(EXCERPT TO READ):
- - - - -

Rather, they should be designed in from the beginning — from the point of view
that the program should be able to both demonstrate its own correctness and
communicate to future developers the original developer's mental model of the
problem it solves.
    For a program to demonstrate its own correctness, it needs to be using input
and output formats sufficiently simple so that the proper relationship between valid
input and correct output is easy to check.
    The objective of designing for transparency and discoverability should also
encourage simple interfaces that can easily be manipulated by other programs — in
particular, test and monitoring harnesses and debugging scripts.
           Rule of Robustness:
           Robustness is the child
           of transparency and simplicity.
    Software is said to be robust when it performs well under unexpected conditions which
stress the designer's assumptions, as well as under normal conditions.
    Most software is fragile and buggy because most programs are too complicated for a human
brain to understand all at once. When you can't reason correctly about the guts of a program,
you can't be sure it's correct, and you can't fix it if it's broken.
    It follows that the way to make robust programs is to make their internals easy for human
beings to reason about. There are two main ways to do that: transparency and simplicity.
     For robustness, designing in tolerance for unusual or extremely bulky inputs is also
important. Bearing in mind the Rule of Composition helps; input generated by other programs
is notorious for stress-testing software (e.g., the original Unix C compiler reportedly needed
small upgrades to cope well with Yacc output). The forms involved often seem useless to
humans. For example, accepting empty lists/strings/etc., even in places where a human would
seldom or never supply an empty string, avoids having to special-case such situations when
generating the input mechanically. -- Henry Spencer One very important tactic for being robust
under odd inputs is to avoid having special cases in your code. Bugs often lurk in the code for
handling special cases, and in the interactions among parts of the code intended to handle
different special cases.

- - - - -

(RECORD SET):
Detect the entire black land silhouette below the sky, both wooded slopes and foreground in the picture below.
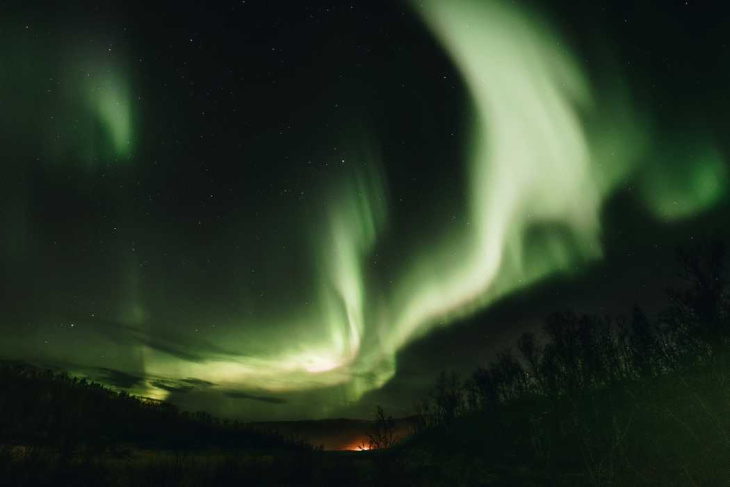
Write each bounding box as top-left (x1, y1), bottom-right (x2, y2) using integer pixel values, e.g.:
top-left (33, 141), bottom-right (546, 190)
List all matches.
top-left (0, 241), bottom-right (730, 486)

- - - - -

(WORK TO COMPLETE):
1. Summarize the excerpt on program robustness in two sentences.
2. Write out the excerpt on program robustness between "Rather, they should" and "of transparency and simplicity.", inclusive, swapping "correctness" for "soundness".

(OUTPUTS IN ORDER):
1. Software is robust when it performs well under both normal and unexpected conditions, and the way to make programs robust is to make their internals easy for humans to reason about through transparency and simplicity. Robustness also depends on tolerating unusual or extremely bulky inputs and on avoiding special cases in code, since bugs often lurk in the code that handles them.

2.
Rather, they should be designed in from the beginning — from the point of view
that the program should be able to both demonstrate its own soundness and
communicate to future developers the original developer's mental model of the
problem it solves.
    For a program to demonstrate its own soundness, it needs to be using input
and output formats sufficiently simple so that the proper relationship between valid
input and correct output is easy to check.
    The objective of designing for transparency and discoverability should also
encourage simple interfaces that can easily be manipulated by other programs — in
particular, test and monitoring harnesses and debugging scripts.
           Rule of Robustness:
           Robustness is the child
           of transparency and simplicity.